Data provided =
>> Start

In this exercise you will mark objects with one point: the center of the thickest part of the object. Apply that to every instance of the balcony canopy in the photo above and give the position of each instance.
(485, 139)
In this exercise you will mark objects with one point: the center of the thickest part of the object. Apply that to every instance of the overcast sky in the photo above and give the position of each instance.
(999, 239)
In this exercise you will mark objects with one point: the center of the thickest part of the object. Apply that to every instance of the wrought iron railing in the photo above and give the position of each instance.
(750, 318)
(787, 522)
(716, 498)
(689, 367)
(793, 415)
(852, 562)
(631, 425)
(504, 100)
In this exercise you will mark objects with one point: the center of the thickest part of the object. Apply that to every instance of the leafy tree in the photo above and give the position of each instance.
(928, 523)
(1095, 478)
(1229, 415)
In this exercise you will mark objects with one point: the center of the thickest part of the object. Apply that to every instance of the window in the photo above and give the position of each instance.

>> End
>> Start

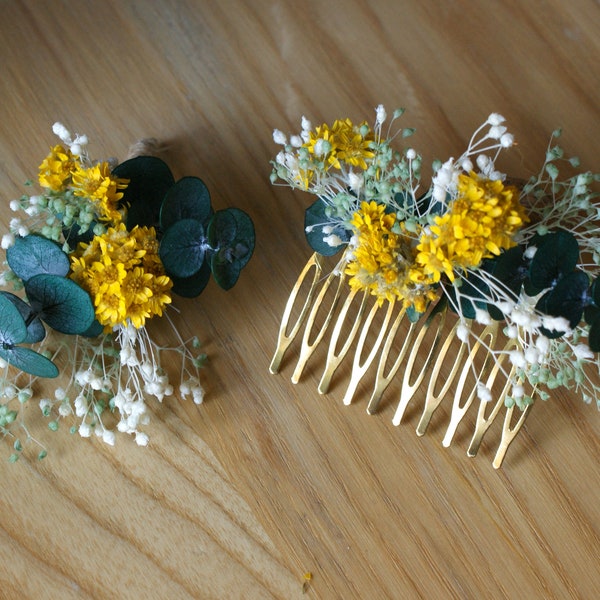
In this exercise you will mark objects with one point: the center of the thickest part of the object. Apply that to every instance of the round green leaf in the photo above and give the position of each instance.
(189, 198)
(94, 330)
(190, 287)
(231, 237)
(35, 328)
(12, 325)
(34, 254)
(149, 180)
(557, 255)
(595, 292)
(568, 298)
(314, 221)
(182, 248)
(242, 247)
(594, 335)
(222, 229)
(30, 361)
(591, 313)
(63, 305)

>> End

What is being asked = Write out the records between the lines holding "of the wrought" and "(1229, 415)", inclusive, as a Markdown table with two columns, Row for the running number and Line for the text, leaving out any blank lines.

The solution =
| Row | Line |
|---|---|
| 1 | In this exercise you will mark objects with one point: the center of the thickest part of the object. Apply that to every instance of the wrought iron railing in the photo above and give the position of each instance. |
| 2 | (750, 318) |
| 3 | (787, 522) |
| 4 | (716, 498) |
| 5 | (689, 367) |
| 6 | (793, 415) |
| 7 | (852, 562) |
| 8 | (631, 425) |
| 9 | (504, 100) |
| 10 | In this exercise you will mark objects with one point: the center of the thickest part of the object. Apply that to every instance of the leafy tree in the photo above and give the position of each instance. |
| 11 | (928, 523) |
| 12 | (1095, 478) |
| 13 | (1229, 415) |